## Task item:
Identify and pull out each line of the entries in which "below" occurs.

## Point-per-instance localization data:
/---

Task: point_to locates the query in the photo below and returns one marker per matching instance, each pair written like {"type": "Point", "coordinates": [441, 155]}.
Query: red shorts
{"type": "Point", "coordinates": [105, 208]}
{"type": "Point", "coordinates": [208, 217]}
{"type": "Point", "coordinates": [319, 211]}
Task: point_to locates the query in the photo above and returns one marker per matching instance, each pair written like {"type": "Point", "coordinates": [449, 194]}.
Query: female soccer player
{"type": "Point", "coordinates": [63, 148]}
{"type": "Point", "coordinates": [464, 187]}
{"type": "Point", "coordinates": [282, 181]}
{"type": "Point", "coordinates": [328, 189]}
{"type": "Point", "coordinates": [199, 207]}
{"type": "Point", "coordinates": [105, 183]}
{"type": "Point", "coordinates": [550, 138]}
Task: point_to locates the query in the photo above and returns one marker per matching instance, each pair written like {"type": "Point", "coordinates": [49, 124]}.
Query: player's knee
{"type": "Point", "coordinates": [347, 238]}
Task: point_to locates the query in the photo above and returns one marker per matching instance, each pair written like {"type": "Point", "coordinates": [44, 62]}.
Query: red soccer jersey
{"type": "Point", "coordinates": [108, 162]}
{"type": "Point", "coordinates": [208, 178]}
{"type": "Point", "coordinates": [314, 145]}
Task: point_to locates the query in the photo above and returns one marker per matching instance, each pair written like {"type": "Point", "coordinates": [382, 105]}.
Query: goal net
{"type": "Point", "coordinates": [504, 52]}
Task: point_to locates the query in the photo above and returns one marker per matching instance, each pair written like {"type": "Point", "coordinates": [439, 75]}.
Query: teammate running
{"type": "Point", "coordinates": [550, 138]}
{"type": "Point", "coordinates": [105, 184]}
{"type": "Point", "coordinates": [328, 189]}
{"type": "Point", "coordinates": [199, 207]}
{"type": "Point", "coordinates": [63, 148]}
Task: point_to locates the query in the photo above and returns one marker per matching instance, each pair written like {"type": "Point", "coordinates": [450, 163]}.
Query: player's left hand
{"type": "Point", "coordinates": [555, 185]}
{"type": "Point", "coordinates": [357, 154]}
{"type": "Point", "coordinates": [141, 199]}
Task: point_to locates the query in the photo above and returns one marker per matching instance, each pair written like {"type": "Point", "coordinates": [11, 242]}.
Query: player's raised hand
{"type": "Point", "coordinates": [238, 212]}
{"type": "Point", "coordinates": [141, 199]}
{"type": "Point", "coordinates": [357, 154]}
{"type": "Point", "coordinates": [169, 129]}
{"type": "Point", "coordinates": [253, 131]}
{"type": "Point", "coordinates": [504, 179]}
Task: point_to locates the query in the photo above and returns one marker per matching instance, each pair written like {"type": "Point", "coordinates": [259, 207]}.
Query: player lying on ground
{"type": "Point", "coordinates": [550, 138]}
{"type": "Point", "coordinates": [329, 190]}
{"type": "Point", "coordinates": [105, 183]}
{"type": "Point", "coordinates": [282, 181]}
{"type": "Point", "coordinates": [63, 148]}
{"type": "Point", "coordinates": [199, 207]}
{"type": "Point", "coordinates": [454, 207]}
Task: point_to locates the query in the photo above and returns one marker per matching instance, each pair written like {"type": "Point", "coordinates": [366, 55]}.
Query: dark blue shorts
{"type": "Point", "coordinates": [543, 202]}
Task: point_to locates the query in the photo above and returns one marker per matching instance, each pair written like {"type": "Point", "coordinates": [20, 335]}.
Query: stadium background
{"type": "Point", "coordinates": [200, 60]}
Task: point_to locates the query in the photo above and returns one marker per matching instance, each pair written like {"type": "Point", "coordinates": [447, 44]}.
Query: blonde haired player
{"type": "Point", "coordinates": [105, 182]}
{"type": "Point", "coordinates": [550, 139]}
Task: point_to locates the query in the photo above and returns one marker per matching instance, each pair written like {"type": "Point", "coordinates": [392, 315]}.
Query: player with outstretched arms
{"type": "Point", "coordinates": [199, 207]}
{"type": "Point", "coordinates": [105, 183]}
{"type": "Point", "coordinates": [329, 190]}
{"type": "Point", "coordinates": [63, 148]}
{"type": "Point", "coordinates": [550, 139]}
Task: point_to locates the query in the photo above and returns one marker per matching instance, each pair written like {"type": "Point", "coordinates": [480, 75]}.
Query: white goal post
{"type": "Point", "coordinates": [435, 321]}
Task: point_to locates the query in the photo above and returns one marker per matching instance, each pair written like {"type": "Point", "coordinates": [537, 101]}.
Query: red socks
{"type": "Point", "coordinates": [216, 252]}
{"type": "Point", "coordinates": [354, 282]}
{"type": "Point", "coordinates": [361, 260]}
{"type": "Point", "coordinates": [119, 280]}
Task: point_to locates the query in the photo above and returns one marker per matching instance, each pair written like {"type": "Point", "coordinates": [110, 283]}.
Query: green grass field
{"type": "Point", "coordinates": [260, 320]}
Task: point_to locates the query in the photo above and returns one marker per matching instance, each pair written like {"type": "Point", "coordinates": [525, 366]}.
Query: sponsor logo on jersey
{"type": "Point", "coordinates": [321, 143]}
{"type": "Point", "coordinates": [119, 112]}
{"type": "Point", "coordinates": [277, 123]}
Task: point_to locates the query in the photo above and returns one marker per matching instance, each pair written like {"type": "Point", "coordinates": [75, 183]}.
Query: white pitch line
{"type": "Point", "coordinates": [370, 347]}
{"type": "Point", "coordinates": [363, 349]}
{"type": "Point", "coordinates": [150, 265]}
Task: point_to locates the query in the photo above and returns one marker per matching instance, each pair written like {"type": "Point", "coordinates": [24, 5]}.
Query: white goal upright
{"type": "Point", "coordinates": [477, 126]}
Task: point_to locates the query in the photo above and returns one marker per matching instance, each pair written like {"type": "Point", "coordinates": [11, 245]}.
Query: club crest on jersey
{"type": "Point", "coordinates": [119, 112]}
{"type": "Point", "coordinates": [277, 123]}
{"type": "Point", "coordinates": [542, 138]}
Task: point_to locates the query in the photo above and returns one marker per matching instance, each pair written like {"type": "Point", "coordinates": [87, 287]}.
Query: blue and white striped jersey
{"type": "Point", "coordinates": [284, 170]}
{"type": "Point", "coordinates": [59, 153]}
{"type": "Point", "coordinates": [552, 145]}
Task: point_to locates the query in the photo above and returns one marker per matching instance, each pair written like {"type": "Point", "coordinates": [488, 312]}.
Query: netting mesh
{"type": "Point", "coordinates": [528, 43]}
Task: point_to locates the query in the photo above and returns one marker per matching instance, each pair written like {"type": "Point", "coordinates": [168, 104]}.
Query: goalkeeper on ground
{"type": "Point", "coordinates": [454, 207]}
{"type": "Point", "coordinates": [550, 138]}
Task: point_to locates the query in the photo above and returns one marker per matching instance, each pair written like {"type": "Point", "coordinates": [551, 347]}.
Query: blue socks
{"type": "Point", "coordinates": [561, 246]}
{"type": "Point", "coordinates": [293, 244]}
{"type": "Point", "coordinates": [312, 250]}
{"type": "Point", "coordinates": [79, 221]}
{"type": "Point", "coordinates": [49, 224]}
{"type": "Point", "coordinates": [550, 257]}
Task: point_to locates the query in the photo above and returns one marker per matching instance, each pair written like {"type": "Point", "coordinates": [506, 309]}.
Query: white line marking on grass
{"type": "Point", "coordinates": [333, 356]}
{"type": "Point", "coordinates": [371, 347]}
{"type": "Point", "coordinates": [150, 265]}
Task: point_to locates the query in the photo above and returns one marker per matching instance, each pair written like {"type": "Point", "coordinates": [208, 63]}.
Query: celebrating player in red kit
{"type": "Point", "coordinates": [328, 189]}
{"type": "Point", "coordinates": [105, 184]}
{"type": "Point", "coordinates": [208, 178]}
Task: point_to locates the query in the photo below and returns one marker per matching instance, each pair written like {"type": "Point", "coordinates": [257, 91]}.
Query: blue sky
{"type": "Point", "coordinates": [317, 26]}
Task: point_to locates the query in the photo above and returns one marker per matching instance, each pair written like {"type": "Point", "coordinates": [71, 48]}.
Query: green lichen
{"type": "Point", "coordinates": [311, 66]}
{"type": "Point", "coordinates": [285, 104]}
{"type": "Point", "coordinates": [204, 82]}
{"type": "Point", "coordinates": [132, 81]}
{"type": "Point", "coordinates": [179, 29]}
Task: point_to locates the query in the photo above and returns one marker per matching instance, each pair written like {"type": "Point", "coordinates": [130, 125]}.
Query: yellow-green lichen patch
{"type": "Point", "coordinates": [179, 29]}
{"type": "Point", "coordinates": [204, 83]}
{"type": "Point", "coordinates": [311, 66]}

\---

## Problem solution:
Task: point_to locates the query in the photo below and returns one marker per matching instance, each pair written like {"type": "Point", "coordinates": [441, 155]}.
Task: point_to locates the query in the photo below and returns one marker per matching instance, each pair written like {"type": "Point", "coordinates": [257, 91]}.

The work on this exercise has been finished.